▶ [Document segment]:
Content starts

This was a retrospective cross-sectional study. An online survey with snowball sampling covering seven provinces was conducted. We extracted patient demographics, caregiver demographics, disease and therapy information, caring burden, and costs for adult patients diagnosed with β-thalassaemia major and their primary caregivers. In the real world, we estimated the annual direct medical cost, direct nonmedical cost, and indirect cost. In addition, we calculated the annual direct medical cost and lifetime direct medical cost by weight with discounted and undiscounted rates according to the clinical guideline.
Direct medical costs was the main driver of total cost, with blood transfusion and iron chelation therapy as the most expensive components of direct medical cost. In addition, adult patients with β-thalassaemia major weighing 56 kg were associated with an increase of $2,764 in the annual direct medical cost using the real-world data. The undiscounted and discounted (5% discount rate) total lifetime treatment costs were $518,871 and $163,441, respectively.
Patients with β-thalassaemia major often encounter a substantial economic burden in mainland China. Efforts must be made to help policymakers develop effective strategies to reduce the burden and pevalence of thalassaemia.
β-thalassaemia is a global and regional disease, most highly prevalent in the Mediterranean, Middle East, central Asia, India, and Southern China. The nationwide prevalence of β-thalassaemia is 0.66% in mainland China and as high as 2.21% in high-incidence provinces (such as Guangdong and Guangxi) . β-thalassaemia major, the most severe form, requires regular lifelong blood transfusions and chelation therapy ; and poor compliance with blood transfusions and chelation therapy leads to the risks of anaemia and iron overload, resulting in organ damage and complications .

Content ends

▶ [Supplied information]:
Content starts

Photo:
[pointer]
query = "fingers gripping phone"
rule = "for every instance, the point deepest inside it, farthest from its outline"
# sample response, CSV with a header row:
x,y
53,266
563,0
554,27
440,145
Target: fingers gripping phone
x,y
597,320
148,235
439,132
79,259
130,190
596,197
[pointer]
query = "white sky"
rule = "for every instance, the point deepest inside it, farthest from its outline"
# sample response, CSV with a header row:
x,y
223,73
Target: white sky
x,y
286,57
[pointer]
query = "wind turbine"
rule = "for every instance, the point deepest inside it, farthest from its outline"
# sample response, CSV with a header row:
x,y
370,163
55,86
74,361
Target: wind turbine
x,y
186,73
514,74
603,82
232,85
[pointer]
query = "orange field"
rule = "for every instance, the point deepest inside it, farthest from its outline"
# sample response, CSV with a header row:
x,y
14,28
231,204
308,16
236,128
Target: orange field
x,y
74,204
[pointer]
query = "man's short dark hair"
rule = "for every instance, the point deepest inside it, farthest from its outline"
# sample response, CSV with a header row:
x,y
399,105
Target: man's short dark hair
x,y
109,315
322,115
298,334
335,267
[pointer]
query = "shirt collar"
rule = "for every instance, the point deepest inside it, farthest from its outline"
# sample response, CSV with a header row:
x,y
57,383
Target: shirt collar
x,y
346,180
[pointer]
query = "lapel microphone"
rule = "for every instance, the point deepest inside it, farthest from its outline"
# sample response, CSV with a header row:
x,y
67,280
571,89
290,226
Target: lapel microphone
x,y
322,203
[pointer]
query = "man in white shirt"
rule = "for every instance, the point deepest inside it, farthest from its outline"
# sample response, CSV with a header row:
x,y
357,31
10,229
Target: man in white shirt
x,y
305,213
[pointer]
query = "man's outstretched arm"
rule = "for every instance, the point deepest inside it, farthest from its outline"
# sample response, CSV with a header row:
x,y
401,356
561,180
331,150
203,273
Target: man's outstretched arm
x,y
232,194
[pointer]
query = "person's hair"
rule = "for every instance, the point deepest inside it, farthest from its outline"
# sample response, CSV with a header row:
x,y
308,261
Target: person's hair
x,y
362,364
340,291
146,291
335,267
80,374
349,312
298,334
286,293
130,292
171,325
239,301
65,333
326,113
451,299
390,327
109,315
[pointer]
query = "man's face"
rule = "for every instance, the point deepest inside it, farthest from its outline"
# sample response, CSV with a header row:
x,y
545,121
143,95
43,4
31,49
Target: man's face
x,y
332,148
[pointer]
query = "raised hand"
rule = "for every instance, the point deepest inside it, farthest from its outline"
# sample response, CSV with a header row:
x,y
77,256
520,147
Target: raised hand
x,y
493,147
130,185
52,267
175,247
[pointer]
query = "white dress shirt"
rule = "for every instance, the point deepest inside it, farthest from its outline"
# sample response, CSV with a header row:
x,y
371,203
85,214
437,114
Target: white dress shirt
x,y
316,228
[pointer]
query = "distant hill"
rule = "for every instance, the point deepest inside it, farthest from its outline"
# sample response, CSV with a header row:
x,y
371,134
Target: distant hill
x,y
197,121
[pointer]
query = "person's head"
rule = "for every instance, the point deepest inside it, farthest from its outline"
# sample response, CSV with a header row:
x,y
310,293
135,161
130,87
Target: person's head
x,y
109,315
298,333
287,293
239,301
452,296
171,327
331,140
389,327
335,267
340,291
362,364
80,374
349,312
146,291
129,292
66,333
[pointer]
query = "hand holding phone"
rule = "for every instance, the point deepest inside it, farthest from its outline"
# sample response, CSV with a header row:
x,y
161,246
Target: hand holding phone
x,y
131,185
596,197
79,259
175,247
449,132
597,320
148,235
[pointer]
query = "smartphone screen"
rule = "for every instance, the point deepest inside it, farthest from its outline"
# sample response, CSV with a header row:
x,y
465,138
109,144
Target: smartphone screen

Content ends

▶ [About this task]: Could you reproduce, word for word, the entire passage on the cost of β-thalassaemia major in mainland China?

▶ [Solution to the exercise]:
This was a retrospective cross-sectional study. An online survey with snowball sampling covering seven provinces was conducted. We extracted patient demographics, caregiver demographics, disease and therapy information, caring burden, and costs for adult patients diagnosed with β-thalassaemia major and their primary caregivers. In the real world, we estimated the annual direct medical cost, direct nonmedical cost, and indirect cost. In addition, we calculated the annual direct medical cost and lifetime direct medical cost by weight with discounted and undiscounted rates according to the clinical guideline.
Direct medical costs was the main driver of total cost, with blood transfusion and iron chelation therapy as the most expensive components of direct medical cost. In addition, adult patients with β-thalassaemia major weighing 56 kg were associated with an increase of $2,764 in the annual direct medical cost using the real-world data. The undiscounted and discounted (5% discount rate) total lifetime treatment costs were $518,871 and $163,441, respectively.
Patients with β-thalassaemia major often encounter a substantial economic burden in mainland China. Efforts must be made to help policymakers develop effective strategies to reduce the burden and pevalence of thalassaemia.
β-thalassaemia is a global and regional disease, most highly prevalent in the Mediterranean, Middle East, central Asia, India, and Southern China. The nationwide prevalence of β-thalassaemia is 0.66% in mainland China and as high as 2.21% in high-incidence provinces (such as Guangdong and Guangxi) . β-thalassaemia major, the most severe form, requires regular lifelong blood transfusions and chelation therapy ; and poor compliance with blood transfusions and chelation therapy leads to the risks of anaemia and iron overload, resulting in organ damage and complications .